## STATED PROBLEM
Reproduce the data below word for word, and leave out the pictures.

## EXTRACTED DATA
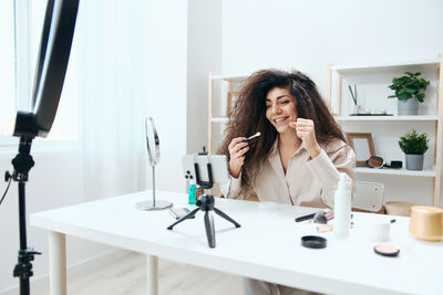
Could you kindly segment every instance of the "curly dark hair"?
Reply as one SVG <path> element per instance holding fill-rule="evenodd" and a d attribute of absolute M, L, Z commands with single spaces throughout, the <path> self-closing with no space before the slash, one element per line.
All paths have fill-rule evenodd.
<path fill-rule="evenodd" d="M 338 138 L 346 141 L 341 128 L 333 119 L 316 84 L 301 72 L 261 70 L 255 72 L 240 86 L 226 128 L 226 137 L 217 154 L 229 159 L 228 146 L 239 136 L 261 133 L 260 140 L 249 143 L 241 168 L 241 190 L 251 188 L 257 169 L 268 158 L 278 136 L 276 128 L 266 118 L 266 96 L 275 87 L 287 88 L 297 101 L 298 117 L 313 120 L 316 138 L 327 145 Z"/>

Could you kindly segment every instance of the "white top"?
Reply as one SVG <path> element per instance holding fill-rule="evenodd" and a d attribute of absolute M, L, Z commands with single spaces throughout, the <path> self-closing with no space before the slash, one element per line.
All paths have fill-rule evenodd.
<path fill-rule="evenodd" d="M 356 226 L 348 239 L 332 232 L 317 233 L 313 223 L 296 223 L 295 217 L 316 209 L 216 199 L 216 208 L 241 224 L 215 215 L 215 249 L 209 249 L 203 212 L 196 219 L 174 222 L 167 211 L 138 211 L 134 204 L 152 198 L 138 192 L 101 201 L 31 214 L 31 225 L 156 255 L 182 263 L 245 275 L 267 282 L 327 294 L 442 294 L 443 243 L 420 242 L 408 234 L 409 218 L 396 217 L 391 241 L 399 257 L 373 252 L 365 225 L 389 215 L 353 213 Z M 157 191 L 159 200 L 175 207 L 187 202 L 186 193 Z M 317 234 L 328 246 L 301 246 L 300 238 Z"/>
<path fill-rule="evenodd" d="M 339 172 L 353 180 L 352 168 L 356 166 L 356 154 L 342 140 L 334 139 L 321 145 L 321 152 L 315 159 L 302 146 L 290 157 L 286 173 L 277 148 L 274 144 L 268 159 L 259 167 L 254 182 L 254 191 L 260 201 L 306 206 L 315 208 L 333 208 L 333 196 L 339 180 Z M 245 199 L 250 192 L 240 190 L 241 177 L 233 178 L 222 186 L 227 198 Z M 351 185 L 352 186 L 352 185 Z M 246 196 L 245 196 L 246 194 Z"/>

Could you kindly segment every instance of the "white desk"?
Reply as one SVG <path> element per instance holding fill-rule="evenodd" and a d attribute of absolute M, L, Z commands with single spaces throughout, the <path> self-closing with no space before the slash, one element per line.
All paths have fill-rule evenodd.
<path fill-rule="evenodd" d="M 300 238 L 317 234 L 316 224 L 296 223 L 311 209 L 264 206 L 216 199 L 216 207 L 241 224 L 215 217 L 216 247 L 209 249 L 204 212 L 175 225 L 168 211 L 137 211 L 151 191 L 31 214 L 31 224 L 50 230 L 51 294 L 65 287 L 65 234 L 128 249 L 147 256 L 147 293 L 157 293 L 157 257 L 249 276 L 327 294 L 443 294 L 443 242 L 426 243 L 408 234 L 408 218 L 396 217 L 391 241 L 399 257 L 373 253 L 377 243 L 364 238 L 362 224 L 388 215 L 353 213 L 354 229 L 346 240 L 332 232 L 322 250 L 306 249 Z M 186 206 L 187 196 L 158 191 L 157 198 Z"/>

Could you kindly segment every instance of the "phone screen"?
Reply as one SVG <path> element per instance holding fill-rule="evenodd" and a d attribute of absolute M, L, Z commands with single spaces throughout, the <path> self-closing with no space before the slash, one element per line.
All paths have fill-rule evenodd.
<path fill-rule="evenodd" d="M 175 219 L 181 219 L 184 215 L 186 215 L 187 213 L 189 213 L 190 210 L 187 208 L 184 208 L 184 207 L 183 208 L 171 208 L 169 212 L 173 217 L 175 217 Z"/>

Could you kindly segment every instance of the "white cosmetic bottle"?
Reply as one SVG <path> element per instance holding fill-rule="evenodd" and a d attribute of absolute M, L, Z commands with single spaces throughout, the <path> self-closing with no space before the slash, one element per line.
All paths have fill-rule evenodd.
<path fill-rule="evenodd" d="M 340 173 L 333 201 L 333 232 L 337 236 L 347 236 L 351 223 L 351 191 L 347 175 Z"/>

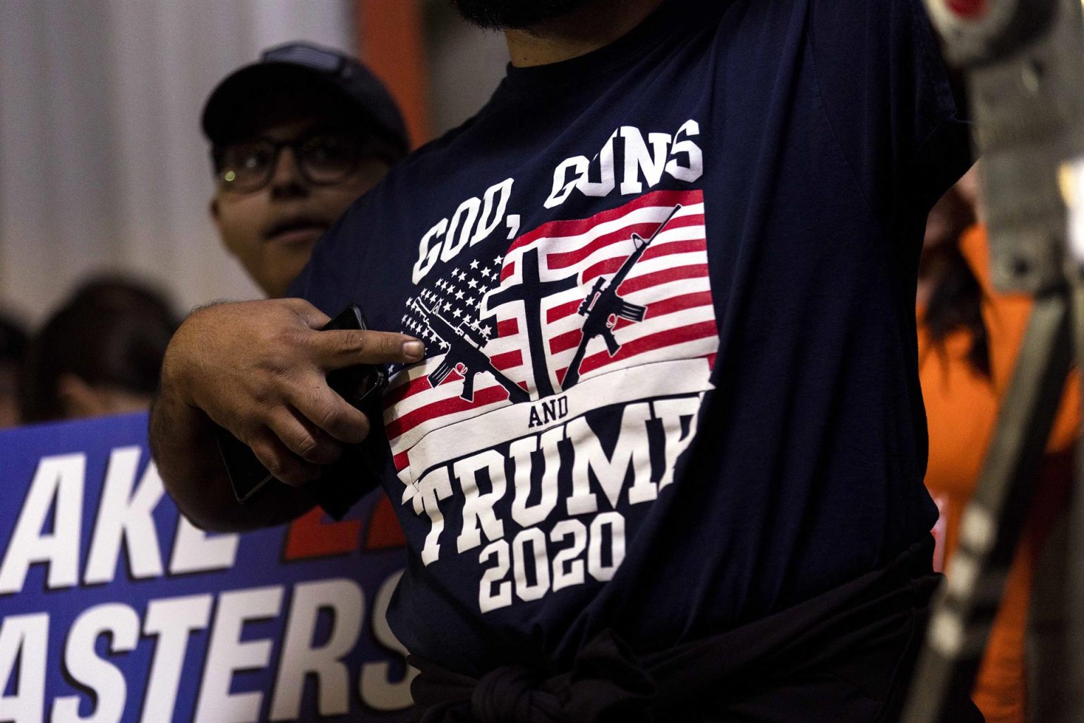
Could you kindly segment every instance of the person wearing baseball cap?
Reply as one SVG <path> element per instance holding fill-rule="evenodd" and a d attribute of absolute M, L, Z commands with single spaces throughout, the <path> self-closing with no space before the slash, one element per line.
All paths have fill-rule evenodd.
<path fill-rule="evenodd" d="M 357 60 L 306 42 L 268 49 L 229 75 L 202 127 L 211 219 L 271 297 L 285 295 L 321 234 L 410 151 L 384 85 Z"/>

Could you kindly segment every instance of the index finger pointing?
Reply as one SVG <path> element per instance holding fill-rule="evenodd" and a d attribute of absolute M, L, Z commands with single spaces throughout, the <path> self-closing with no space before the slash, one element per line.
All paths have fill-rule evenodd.
<path fill-rule="evenodd" d="M 421 361 L 425 345 L 393 332 L 326 331 L 312 335 L 317 360 L 327 370 L 354 364 L 409 364 Z"/>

## WRITTEN RESPONSE
Could you kindly segment every instance of the "curly dark hair"?
Reply as one SVG <path> element per instance holding fill-rule="evenodd" and a d attribute of absolute M, L, Z commands with single spaces throughout, the <path> self-closing with no space before the slash, one element per line.
All paths have fill-rule evenodd.
<path fill-rule="evenodd" d="M 338 138 L 346 141 L 341 128 L 333 119 L 316 84 L 301 72 L 261 70 L 255 72 L 240 86 L 226 128 L 226 137 L 217 154 L 229 159 L 228 146 L 239 136 L 261 133 L 260 140 L 249 143 L 241 168 L 241 190 L 251 188 L 257 169 L 268 158 L 278 136 L 276 128 L 266 118 L 266 96 L 275 87 L 287 88 L 297 101 L 298 117 L 313 120 L 316 138 L 327 145 Z"/>

Could you kindly segment every instance of the "white top"?
Reply as one SVG <path> element per instance holding fill-rule="evenodd" and a d attribute of absolute M, L, Z commands with single spaces throughout, the <path> self-closing with no space before the slash, one element per line.
All paths have fill-rule evenodd.
<path fill-rule="evenodd" d="M 356 226 L 348 239 L 332 232 L 317 233 L 313 223 L 296 223 L 295 217 L 316 209 L 216 199 L 216 208 L 241 224 L 215 215 L 215 249 L 209 249 L 203 212 L 196 219 L 174 222 L 167 211 L 138 211 L 134 204 L 152 198 L 138 192 L 101 201 L 31 214 L 31 225 L 156 255 L 182 263 L 245 275 L 267 282 L 327 294 L 442 294 L 443 243 L 420 242 L 408 234 L 409 218 L 396 217 L 391 241 L 399 257 L 373 252 L 365 225 L 389 215 L 353 213 Z M 157 191 L 159 200 L 175 207 L 187 202 L 186 193 Z M 317 234 L 328 246 L 301 246 L 300 238 Z"/>
<path fill-rule="evenodd" d="M 339 172 L 353 180 L 352 168 L 356 166 L 356 154 L 342 140 L 334 139 L 321 145 L 321 152 L 315 159 L 302 146 L 290 157 L 286 173 L 277 148 L 274 144 L 268 159 L 259 167 L 254 182 L 254 191 L 260 201 L 306 206 L 315 208 L 333 208 L 333 196 L 339 180 Z M 245 199 L 250 192 L 240 190 L 241 177 L 233 178 L 222 186 L 227 198 Z M 351 185 L 352 186 L 352 185 Z M 246 196 L 245 196 L 246 194 Z"/>

Could you kindly segment every instance of the "white desk"?
Reply as one SVG <path> element per instance holding fill-rule="evenodd" and a d attribute of absolute M, L, Z commands with single spaces throughout, the <path> self-closing with no space before the slash, one element per line.
All paths have fill-rule evenodd.
<path fill-rule="evenodd" d="M 300 238 L 317 234 L 316 224 L 296 223 L 311 209 L 264 206 L 216 199 L 216 207 L 241 224 L 215 217 L 216 247 L 209 249 L 204 212 L 175 225 L 168 211 L 137 211 L 151 191 L 31 214 L 31 224 L 50 230 L 51 294 L 65 287 L 65 234 L 128 249 L 147 256 L 147 293 L 157 293 L 157 257 L 249 276 L 327 294 L 443 294 L 443 242 L 426 243 L 408 234 L 408 218 L 396 217 L 391 241 L 399 257 L 373 253 L 377 243 L 364 238 L 362 224 L 388 215 L 353 213 L 354 229 L 346 240 L 332 232 L 322 250 L 306 249 Z M 186 206 L 187 196 L 158 191 L 157 198 Z"/>

Could you kindly segment every instance of the "phone screen"?
Reply as one SVG <path> element per instance holding fill-rule="evenodd" and a d attribute of absolute M, L, Z commands with single spaces throughout, the <path> self-closing with no space before the slash, one element per line.
All paths have fill-rule evenodd.
<path fill-rule="evenodd" d="M 175 219 L 181 219 L 184 215 L 186 215 L 187 213 L 189 213 L 190 210 L 187 208 L 184 208 L 184 207 L 183 208 L 171 208 L 169 212 L 173 217 L 175 217 Z"/>

Could you kindly segment every instance of the "white cosmetic bottle"?
Reply as one SVG <path> element per instance holding fill-rule="evenodd" and a d attribute of absolute M, L, Z commands with single spaces throughout, the <path> self-closing with no space before the slash, one element per line.
All paths have fill-rule evenodd.
<path fill-rule="evenodd" d="M 340 173 L 333 201 L 333 232 L 337 236 L 347 236 L 351 223 L 351 191 L 347 175 Z"/>

Could you kindly segment every instance of the person wearing baseball cap?
Reply as one SVG <path> element per instance holding fill-rule="evenodd" and a d attribute of absolute M, L, Z commands with single spaces throughout, the <path> self-closing with no space before the slash, one element per line.
All paths have fill-rule evenodd.
<path fill-rule="evenodd" d="M 357 60 L 306 42 L 268 49 L 229 75 L 202 127 L 211 219 L 271 297 L 285 295 L 321 234 L 410 151 L 384 85 Z"/>

Could you kindly segment every instance of the index finger pointing?
Reply as one SVG <path> element per instance holding fill-rule="evenodd" and a d attribute of absolute M, L, Z commands with single spaces throughout, the <path> self-closing with no space before the slash, one element per line.
All paths have fill-rule evenodd.
<path fill-rule="evenodd" d="M 421 361 L 425 345 L 393 332 L 326 331 L 312 335 L 317 360 L 327 370 L 354 364 L 409 364 Z"/>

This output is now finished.